Direction | All of the data that follows should be retyped exactly, please, except the pictures.

#### Data supplied ####

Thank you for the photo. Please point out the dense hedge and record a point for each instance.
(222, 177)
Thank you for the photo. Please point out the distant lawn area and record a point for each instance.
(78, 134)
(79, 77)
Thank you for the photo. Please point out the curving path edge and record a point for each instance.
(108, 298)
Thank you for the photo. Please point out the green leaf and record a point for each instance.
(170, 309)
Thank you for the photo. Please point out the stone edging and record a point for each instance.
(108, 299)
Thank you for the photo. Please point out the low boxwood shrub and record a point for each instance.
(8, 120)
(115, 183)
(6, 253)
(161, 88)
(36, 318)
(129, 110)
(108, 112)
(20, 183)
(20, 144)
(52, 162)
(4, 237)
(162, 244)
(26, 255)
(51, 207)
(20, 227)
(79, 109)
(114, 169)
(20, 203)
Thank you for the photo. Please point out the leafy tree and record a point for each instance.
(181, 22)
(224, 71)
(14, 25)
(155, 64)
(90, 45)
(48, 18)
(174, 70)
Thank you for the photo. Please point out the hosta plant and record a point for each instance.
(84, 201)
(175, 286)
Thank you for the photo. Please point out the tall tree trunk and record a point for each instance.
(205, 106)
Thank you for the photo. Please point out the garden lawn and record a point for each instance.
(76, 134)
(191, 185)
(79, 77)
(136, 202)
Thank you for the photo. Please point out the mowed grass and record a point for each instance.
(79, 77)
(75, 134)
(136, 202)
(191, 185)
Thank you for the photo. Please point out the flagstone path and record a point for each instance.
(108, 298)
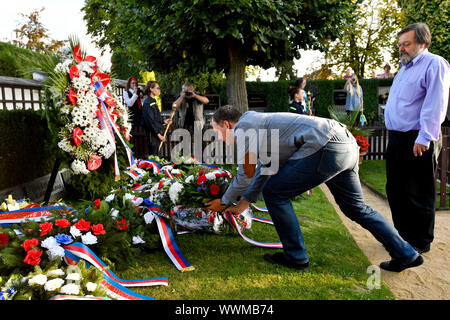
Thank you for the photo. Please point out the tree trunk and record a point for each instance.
(236, 87)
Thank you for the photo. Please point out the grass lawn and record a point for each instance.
(228, 268)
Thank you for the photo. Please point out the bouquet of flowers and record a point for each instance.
(91, 115)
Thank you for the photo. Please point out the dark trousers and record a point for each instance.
(411, 187)
(152, 143)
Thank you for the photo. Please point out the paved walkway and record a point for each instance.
(430, 281)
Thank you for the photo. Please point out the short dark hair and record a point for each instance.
(226, 112)
(421, 33)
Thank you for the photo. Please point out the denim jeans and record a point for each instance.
(336, 164)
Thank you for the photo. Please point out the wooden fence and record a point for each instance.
(18, 93)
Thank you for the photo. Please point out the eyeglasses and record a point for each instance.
(404, 45)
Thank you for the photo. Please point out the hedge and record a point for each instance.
(24, 135)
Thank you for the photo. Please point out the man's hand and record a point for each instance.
(240, 207)
(161, 137)
(215, 205)
(418, 149)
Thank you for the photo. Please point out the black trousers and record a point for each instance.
(411, 187)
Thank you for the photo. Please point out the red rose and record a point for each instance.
(4, 239)
(45, 228)
(97, 203)
(122, 224)
(33, 257)
(63, 223)
(201, 179)
(214, 189)
(98, 229)
(29, 244)
(83, 225)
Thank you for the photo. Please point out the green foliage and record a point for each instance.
(436, 15)
(369, 34)
(24, 152)
(10, 64)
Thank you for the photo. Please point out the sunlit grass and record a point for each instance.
(228, 268)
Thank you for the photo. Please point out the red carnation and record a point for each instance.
(29, 244)
(83, 225)
(33, 257)
(201, 179)
(63, 223)
(97, 203)
(214, 189)
(45, 228)
(4, 239)
(122, 224)
(73, 72)
(98, 229)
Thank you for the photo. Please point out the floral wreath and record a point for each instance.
(91, 117)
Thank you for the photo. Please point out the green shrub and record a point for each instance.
(24, 135)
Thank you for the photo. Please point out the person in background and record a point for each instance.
(310, 151)
(190, 108)
(387, 72)
(133, 96)
(153, 122)
(415, 109)
(354, 100)
(348, 73)
(298, 101)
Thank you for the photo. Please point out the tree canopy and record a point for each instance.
(205, 35)
(436, 14)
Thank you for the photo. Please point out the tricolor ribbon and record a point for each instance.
(69, 297)
(232, 220)
(170, 246)
(78, 250)
(32, 214)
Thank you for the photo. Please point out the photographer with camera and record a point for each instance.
(354, 100)
(133, 96)
(190, 108)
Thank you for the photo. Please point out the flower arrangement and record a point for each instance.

####

The solution |
Thank you for the photo. Please point out the dense hedge and record a point for each instance.
(222, 177)
Thank you for the photo. Please point out the distant lawn area and record a point for each instance.
(78, 134)
(79, 77)
Thank you for the photo. Please point out the curving path edge and record a point for each instance.
(108, 298)
Thank you for the photo. Please point out the green leaf and record a point for each instance.
(170, 309)
Thank you for the photo. Please point out the stone edging and record a point for each instance.
(108, 299)
Thank you for the photo. Please point out the low boxwood shrub and record a point for each instance.
(8, 120)
(115, 183)
(6, 253)
(161, 88)
(36, 318)
(129, 110)
(108, 112)
(20, 183)
(20, 144)
(52, 162)
(4, 237)
(162, 244)
(26, 255)
(51, 207)
(20, 227)
(79, 109)
(114, 169)
(20, 203)
Thank you for the photo. Please point out the leafy tree and record a point for each instance.
(181, 22)
(224, 71)
(14, 25)
(155, 64)
(90, 45)
(48, 18)
(174, 70)
Thank you for the photo. Please point out the hosta plant and record a point for each instance.
(84, 201)
(175, 286)
Thank you for the photo. Please point out the tall tree trunk and record a point for each instance.
(205, 106)
Thank you for the photo. Please point out the garden lawn and record a point for each instance.
(76, 134)
(191, 185)
(79, 77)
(136, 202)
Thank you for the photo. Please point out the mowed grass and record a point for each instance.
(79, 77)
(75, 134)
(136, 202)
(191, 185)
Thank you for the photo. Please point out the flagstone path and record a point for each instance.
(108, 298)
Thank you for the photo. Please point out the tree trunk and record a point for each instance.
(236, 87)
Thank you for the photo. Please point out the grass lawn and record a point for each instance.
(228, 268)
Thank you for the photo. Please point out the bouquet of flowers and record a point for each instance.
(91, 115)
Thank you for the photo. Please point out the dark trousers and record a point for each instance.
(411, 187)
(152, 143)
Thank you for the photo. Please point out the paved walkway and record a point for each instance.
(430, 281)
Thank you for the photo. Please point out the short dark hair and record a point for each instance.
(226, 112)
(421, 33)
Thank you for the photo. Please point out the denim jeans and record a point for each instance.
(336, 164)
Thank you for the photo. Please point out the wooden fence and record a point for each instance.
(18, 93)
Thank you for the photo. Please point out the eyeglasses and record a point for each instance.
(404, 45)
Thank you for the photo. Please point out the hedge and record a point for each instance.
(24, 135)
Thank you for the photo. Please point out the man's hand and record a point for each instance.
(240, 207)
(161, 137)
(215, 205)
(418, 149)
Thank you for the photo. Please point out the black trousers and record a point for each instance.
(411, 187)
Thank you for the photo. Please point out the red rose and record a point for each instance.
(4, 239)
(45, 228)
(97, 203)
(122, 224)
(33, 257)
(63, 223)
(201, 179)
(214, 189)
(98, 229)
(29, 244)
(83, 225)
Thank you for the photo. Please point out the green foliage and record a point for each instance.
(436, 15)
(369, 34)
(24, 152)
(10, 64)
Thank you for the photo. Please point out the sunlit grass and record a point for each instance.
(228, 268)
Thank you for the photo. Please point out the red carnation and record a point for each instance.
(29, 244)
(83, 225)
(33, 257)
(201, 179)
(63, 223)
(97, 203)
(214, 189)
(45, 228)
(4, 239)
(122, 224)
(73, 72)
(98, 229)
Thank you for the photo. Please point out the floral wreath and record a point for each instance.
(91, 117)
Thank you for the photo. Please point out the green shrub and record a point for each instance.
(24, 135)
Thank you for the photo. Please point out the person in background and record a point for each instance.
(310, 151)
(190, 108)
(387, 72)
(133, 96)
(153, 122)
(415, 109)
(354, 100)
(348, 73)
(298, 101)
Thank you for the photo. Please point out the tree canopy and record a point for each instance.
(205, 35)
(436, 14)
Thank you for the photo. Please point out the tricolor ribbon and record a point for each instance.
(69, 297)
(232, 220)
(170, 246)
(78, 250)
(32, 214)
Thank you for the photo. Please point out the photographer with camera and record a point for each instance.
(354, 100)
(133, 96)
(190, 108)
Thank you for the photo. Please point out the flower arrangement and record a point for each instance.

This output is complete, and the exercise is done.